WHAT THE TASK REQUIRES -
Convert all the records below into a Markdown table with two columns, Row and Line. Number each row and leave out blank lines.

** BEGIN DATA RECORDS **

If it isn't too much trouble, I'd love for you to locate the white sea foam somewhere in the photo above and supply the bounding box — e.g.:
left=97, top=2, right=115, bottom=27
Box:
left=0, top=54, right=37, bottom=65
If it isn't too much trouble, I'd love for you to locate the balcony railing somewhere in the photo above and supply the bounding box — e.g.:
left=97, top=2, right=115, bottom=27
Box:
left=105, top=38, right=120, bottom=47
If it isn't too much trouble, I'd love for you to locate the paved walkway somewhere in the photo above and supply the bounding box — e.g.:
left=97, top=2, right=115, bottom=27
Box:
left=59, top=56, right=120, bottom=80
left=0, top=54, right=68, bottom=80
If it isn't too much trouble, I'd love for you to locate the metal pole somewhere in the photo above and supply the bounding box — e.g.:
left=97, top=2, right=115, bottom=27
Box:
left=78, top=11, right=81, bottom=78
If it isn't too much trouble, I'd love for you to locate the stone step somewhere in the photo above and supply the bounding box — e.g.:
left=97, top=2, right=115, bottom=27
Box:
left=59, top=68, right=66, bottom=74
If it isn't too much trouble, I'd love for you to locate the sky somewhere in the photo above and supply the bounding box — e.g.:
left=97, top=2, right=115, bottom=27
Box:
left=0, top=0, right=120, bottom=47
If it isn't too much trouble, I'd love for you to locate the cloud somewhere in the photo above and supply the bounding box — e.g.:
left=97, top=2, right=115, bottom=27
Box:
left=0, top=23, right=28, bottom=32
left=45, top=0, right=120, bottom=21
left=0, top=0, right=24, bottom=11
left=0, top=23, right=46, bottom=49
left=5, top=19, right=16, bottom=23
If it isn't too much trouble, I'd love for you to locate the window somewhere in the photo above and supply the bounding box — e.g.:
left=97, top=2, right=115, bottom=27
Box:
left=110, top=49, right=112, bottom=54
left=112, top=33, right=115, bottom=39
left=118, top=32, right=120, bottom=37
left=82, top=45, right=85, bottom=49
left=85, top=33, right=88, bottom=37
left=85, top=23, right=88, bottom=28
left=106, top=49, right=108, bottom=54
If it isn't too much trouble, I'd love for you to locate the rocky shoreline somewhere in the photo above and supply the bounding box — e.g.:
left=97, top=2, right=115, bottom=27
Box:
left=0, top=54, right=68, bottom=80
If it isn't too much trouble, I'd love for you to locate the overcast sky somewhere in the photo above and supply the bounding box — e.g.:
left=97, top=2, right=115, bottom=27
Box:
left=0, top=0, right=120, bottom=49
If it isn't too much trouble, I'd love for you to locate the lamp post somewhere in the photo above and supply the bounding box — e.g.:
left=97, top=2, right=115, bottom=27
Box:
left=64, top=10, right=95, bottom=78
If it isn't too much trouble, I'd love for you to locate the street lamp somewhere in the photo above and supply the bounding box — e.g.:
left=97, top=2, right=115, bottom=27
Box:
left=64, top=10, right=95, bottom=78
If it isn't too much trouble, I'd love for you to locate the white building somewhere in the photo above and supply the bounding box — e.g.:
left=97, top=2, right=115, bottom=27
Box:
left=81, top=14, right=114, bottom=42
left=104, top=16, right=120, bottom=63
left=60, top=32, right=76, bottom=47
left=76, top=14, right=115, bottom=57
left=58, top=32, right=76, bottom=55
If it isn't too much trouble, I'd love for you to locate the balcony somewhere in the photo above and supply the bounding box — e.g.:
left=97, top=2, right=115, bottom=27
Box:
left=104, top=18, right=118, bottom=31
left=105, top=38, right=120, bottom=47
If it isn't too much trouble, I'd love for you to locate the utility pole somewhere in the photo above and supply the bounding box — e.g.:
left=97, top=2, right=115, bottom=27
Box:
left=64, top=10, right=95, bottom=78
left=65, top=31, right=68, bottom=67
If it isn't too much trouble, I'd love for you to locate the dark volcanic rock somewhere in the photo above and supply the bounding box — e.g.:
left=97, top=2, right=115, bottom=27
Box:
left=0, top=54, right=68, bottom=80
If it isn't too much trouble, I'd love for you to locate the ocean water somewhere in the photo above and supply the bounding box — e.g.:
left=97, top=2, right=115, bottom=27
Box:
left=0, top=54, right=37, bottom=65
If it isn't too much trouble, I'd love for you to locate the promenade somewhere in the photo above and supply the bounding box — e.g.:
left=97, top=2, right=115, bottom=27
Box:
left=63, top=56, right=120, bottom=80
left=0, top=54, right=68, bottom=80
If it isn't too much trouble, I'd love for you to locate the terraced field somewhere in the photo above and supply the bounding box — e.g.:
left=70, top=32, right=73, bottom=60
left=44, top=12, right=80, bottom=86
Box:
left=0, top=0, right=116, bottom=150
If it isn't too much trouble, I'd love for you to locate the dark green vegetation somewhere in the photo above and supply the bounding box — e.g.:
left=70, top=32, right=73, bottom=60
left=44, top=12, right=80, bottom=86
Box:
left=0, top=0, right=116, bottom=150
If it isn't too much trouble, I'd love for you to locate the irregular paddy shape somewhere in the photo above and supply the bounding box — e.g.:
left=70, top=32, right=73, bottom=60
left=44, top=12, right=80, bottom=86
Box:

** END DATA RECORDS **

TASK ANSWER -
| Row | Line |
|---|---|
| 1 | If it isn't too much trouble, I'd love for you to locate the white sea foam somewhere in the photo above and supply the bounding box — e.g.: |
| 2 | left=97, top=2, right=115, bottom=27 |
| 3 | Box: |
| 4 | left=0, top=54, right=37, bottom=65 |
| 5 | If it isn't too much trouble, I'd love for you to locate the balcony railing somewhere in the photo above and supply the bounding box — e.g.: |
| 6 | left=97, top=2, right=115, bottom=27 |
| 7 | Box: |
| 8 | left=105, top=38, right=120, bottom=47 |
| 9 | If it isn't too much trouble, I'd love for you to locate the paved walkway somewhere in the photo above and supply the bounding box — e.g.: |
| 10 | left=97, top=2, right=115, bottom=27 |
| 11 | Box: |
| 12 | left=59, top=56, right=120, bottom=80 |
| 13 | left=0, top=54, right=68, bottom=80 |
| 14 | If it isn't too much trouble, I'd love for you to locate the metal pole somewhere in the photo above and supply the bounding box — e.g.: |
| 15 | left=97, top=2, right=115, bottom=27 |
| 16 | Box: |
| 17 | left=78, top=11, right=81, bottom=78 |
| 18 | If it isn't too much trouble, I'd love for you to locate the stone step somewhere in the photo above and supply the bounding box — e.g.: |
| 19 | left=97, top=2, right=115, bottom=27 |
| 20 | Box: |
| 21 | left=59, top=68, right=66, bottom=74 |
| 22 | If it isn't too much trouble, I'd love for you to locate the sky somewhere in the photo above and supply the bounding box — e.g.: |
| 23 | left=97, top=2, right=115, bottom=27 |
| 24 | Box: |
| 25 | left=0, top=0, right=120, bottom=47 |
| 26 | If it isn't too much trouble, I'd love for you to locate the cloud somewhere in the photo above and supply the bounding box — e.g.: |
| 27 | left=97, top=2, right=115, bottom=27 |
| 28 | Box: |
| 29 | left=0, top=23, right=28, bottom=32 |
| 30 | left=45, top=0, right=120, bottom=21 |
| 31 | left=0, top=0, right=24, bottom=11 |
| 32 | left=0, top=23, right=46, bottom=49 |
| 33 | left=5, top=19, right=16, bottom=23 |
| 34 | If it isn't too much trouble, I'd love for you to locate the window somewhere in the photo above and supply the bounding box — e.g.: |
| 35 | left=97, top=2, right=115, bottom=27 |
| 36 | Box: |
| 37 | left=110, top=49, right=112, bottom=54 |
| 38 | left=112, top=33, right=115, bottom=39 |
| 39 | left=118, top=32, right=120, bottom=37 |
| 40 | left=82, top=45, right=85, bottom=49 |
| 41 | left=85, top=33, right=88, bottom=37 |
| 42 | left=85, top=23, right=88, bottom=28 |
| 43 | left=106, top=49, right=108, bottom=54 |
| 44 | If it isn't too much trouble, I'd love for you to locate the rocky shoreline somewhere in the photo above and supply the bounding box — e.g.: |
| 45 | left=97, top=2, right=115, bottom=27 |
| 46 | Box: |
| 47 | left=0, top=54, right=68, bottom=80 |
| 48 | If it isn't too much trouble, I'd love for you to locate the overcast sky somewhere in the photo above and supply the bounding box — e.g.: |
| 49 | left=97, top=2, right=115, bottom=27 |
| 50 | Box: |
| 51 | left=0, top=0, right=120, bottom=49 |
| 52 | If it isn't too much trouble, I'd love for you to locate the lamp post somewhere in the photo above and supply the bounding box — e.g.: |
| 53 | left=97, top=2, right=115, bottom=27 |
| 54 | Box: |
| 55 | left=64, top=10, right=95, bottom=78 |
| 56 | If it isn't too much trouble, I'd love for you to locate the street lamp somewhere in the photo above and supply the bounding box — e.g.: |
| 57 | left=97, top=2, right=115, bottom=27 |
| 58 | Box: |
| 59 | left=64, top=10, right=95, bottom=78 |
| 60 | If it isn't too much trouble, I'd love for you to locate the white building somewhere in the photo above and supply the bounding box — e.g.: |
| 61 | left=97, top=2, right=115, bottom=27 |
| 62 | Box: |
| 63 | left=81, top=14, right=114, bottom=42 |
| 64 | left=104, top=16, right=120, bottom=63 |
| 65 | left=60, top=32, right=76, bottom=47 |
| 66 | left=76, top=14, right=115, bottom=57 |
| 67 | left=58, top=32, right=76, bottom=55 |
| 68 | If it isn't too much trouble, I'd love for you to locate the balcony somewhere in the photo above and supply the bounding box — e.g.: |
| 69 | left=97, top=2, right=115, bottom=27 |
| 70 | Box: |
| 71 | left=104, top=18, right=118, bottom=31 |
| 72 | left=105, top=38, right=120, bottom=47 |
| 73 | If it isn't too much trouble, I'd love for you to locate the utility pole somewhere in the photo above and supply the bounding box — e.g.: |
| 74 | left=97, top=2, right=115, bottom=27 |
| 75 | Box: |
| 76 | left=64, top=10, right=95, bottom=78 |
| 77 | left=65, top=31, right=68, bottom=67 |
| 78 | If it isn't too much trouble, I'd love for you to locate the dark volcanic rock somewhere in the photo above and supply the bounding box — e.g.: |
| 79 | left=97, top=2, right=115, bottom=27 |
| 80 | Box: |
| 81 | left=0, top=54, right=68, bottom=80 |
| 82 | If it isn't too much trouble, I'd love for you to locate the ocean water somewhere in the photo above and supply the bounding box — e.g.: |
| 83 | left=97, top=2, right=115, bottom=27 |
| 84 | Box: |
| 85 | left=0, top=54, right=37, bottom=65 |
| 86 | If it isn't too much trouble, I'd love for you to locate the promenade somewhere in the photo above and supply the bounding box — e.g.: |
| 87 | left=97, top=2, right=115, bottom=27 |
| 88 | Box: |
| 89 | left=63, top=56, right=120, bottom=80 |
| 90 | left=0, top=54, right=68, bottom=80 |
| 91 | If it isn't too much trouble, I'd love for you to locate the terraced field somewhere in the photo above and supply the bounding box — e.g.: |
| 92 | left=70, top=32, right=73, bottom=60 |
| 93 | left=44, top=12, right=80, bottom=86 |
| 94 | Box: |
| 95 | left=0, top=0, right=116, bottom=150 |
| 96 | If it isn't too much trouble, I'd love for you to locate the dark green vegetation somewhere in the photo above and supply the bounding box — e.g.: |
| 97 | left=70, top=32, right=73, bottom=60 |
| 98 | left=44, top=12, right=80, bottom=86 |
| 99 | Box: |
| 100 | left=0, top=0, right=116, bottom=150 |
| 101 | If it isn't too much trouble, I'd love for you to locate the irregular paddy shape somewhere in the photo above and supply the bounding box — e.g.: |
| 102 | left=70, top=32, right=73, bottom=60 |
| 103 | left=44, top=12, right=80, bottom=86 |
| 104 | Box: |